--- Excerpted text ---

It wasn’t just what Black & Decker did; it was how they did it.

Last week, the Maryland-based tool giant announced that it was closing its Eastern Shore plant and putting 1,300 people out of work. Most of those jobs will be re-located to Mexico; others will shift to Brazil and North Carolina.

The news was a sad and familiar tale we’ve grown accustomed to hearing for more than a decade as big corporations look for people to work more cheaply — and American workers feel the pain.

But there are troubling twists to this tale. For one thing, Black & Decker is a Maryland company that was founded in Baltimore and grew prosperous from Marylanders’ toil and brainpower.

We stress prosperous. A glance at its financial statement on the Internet shows that it has scored over $4 billion in sales every year since 1997. Last year, a down year in profits, it still made $108 million.

--- Material ---

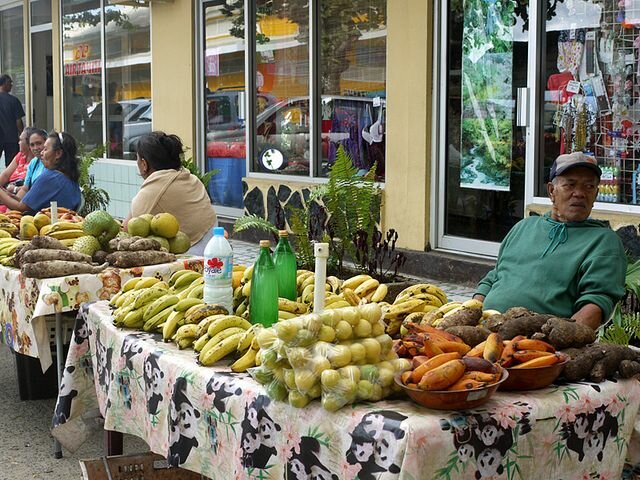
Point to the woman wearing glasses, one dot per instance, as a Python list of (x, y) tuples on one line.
[(58, 182)]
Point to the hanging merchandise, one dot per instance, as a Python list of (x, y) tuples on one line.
[(487, 111)]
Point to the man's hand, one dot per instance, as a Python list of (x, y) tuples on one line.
[(590, 315)]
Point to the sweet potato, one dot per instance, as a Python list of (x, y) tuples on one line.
[(42, 241), (45, 254), (137, 259), (472, 336), (59, 268), (443, 376)]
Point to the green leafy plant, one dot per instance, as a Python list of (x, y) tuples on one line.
[(94, 198)]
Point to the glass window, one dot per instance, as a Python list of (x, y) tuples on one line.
[(353, 85), (282, 84), (128, 57), (127, 66), (12, 49), (40, 12), (224, 81), (591, 93)]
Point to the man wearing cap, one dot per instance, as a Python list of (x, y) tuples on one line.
[(562, 263)]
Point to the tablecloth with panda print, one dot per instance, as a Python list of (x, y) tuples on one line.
[(26, 302), (224, 426)]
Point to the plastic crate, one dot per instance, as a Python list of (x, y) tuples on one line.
[(144, 466), (33, 384)]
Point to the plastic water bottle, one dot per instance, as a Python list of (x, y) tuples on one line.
[(286, 267), (218, 268), (263, 300)]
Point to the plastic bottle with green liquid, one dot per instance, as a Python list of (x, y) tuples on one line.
[(286, 267), (263, 300)]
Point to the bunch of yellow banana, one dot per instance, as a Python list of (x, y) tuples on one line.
[(148, 303), (8, 248)]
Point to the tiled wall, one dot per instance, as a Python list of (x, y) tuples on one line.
[(121, 180)]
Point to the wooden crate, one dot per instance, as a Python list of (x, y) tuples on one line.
[(144, 466)]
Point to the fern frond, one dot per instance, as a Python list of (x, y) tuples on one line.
[(249, 222)]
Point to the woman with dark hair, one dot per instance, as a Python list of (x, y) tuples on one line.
[(168, 187), (58, 182)]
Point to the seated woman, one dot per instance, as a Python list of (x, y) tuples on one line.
[(168, 187), (58, 182)]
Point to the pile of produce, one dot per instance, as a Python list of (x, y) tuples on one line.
[(341, 356), (46, 257), (164, 228)]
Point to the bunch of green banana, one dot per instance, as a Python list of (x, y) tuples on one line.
[(8, 248)]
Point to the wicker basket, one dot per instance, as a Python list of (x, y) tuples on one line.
[(144, 466)]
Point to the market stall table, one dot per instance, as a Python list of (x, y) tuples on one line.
[(224, 426), (25, 303)]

---

● Written problem: Condense the Black & Decker excerpt into two sentences.

● Output for this exercise: Black & Decker, a Maryland-based tool company founded in Baltimore, announced last week that it was closing its Eastern Shore plant and eliminating 1,300 jobs, most of which will move to Mexico and the rest to Brazil and North Carolina. The excerpt calls this a familiar story of corporations seeking cheaper labor but points to troubling twists: the company grew prosperous from Marylanders' toil and brainpower, has exceeded $4 billion in sales every year since 1997, and still made $108 million last year, a down year in profits.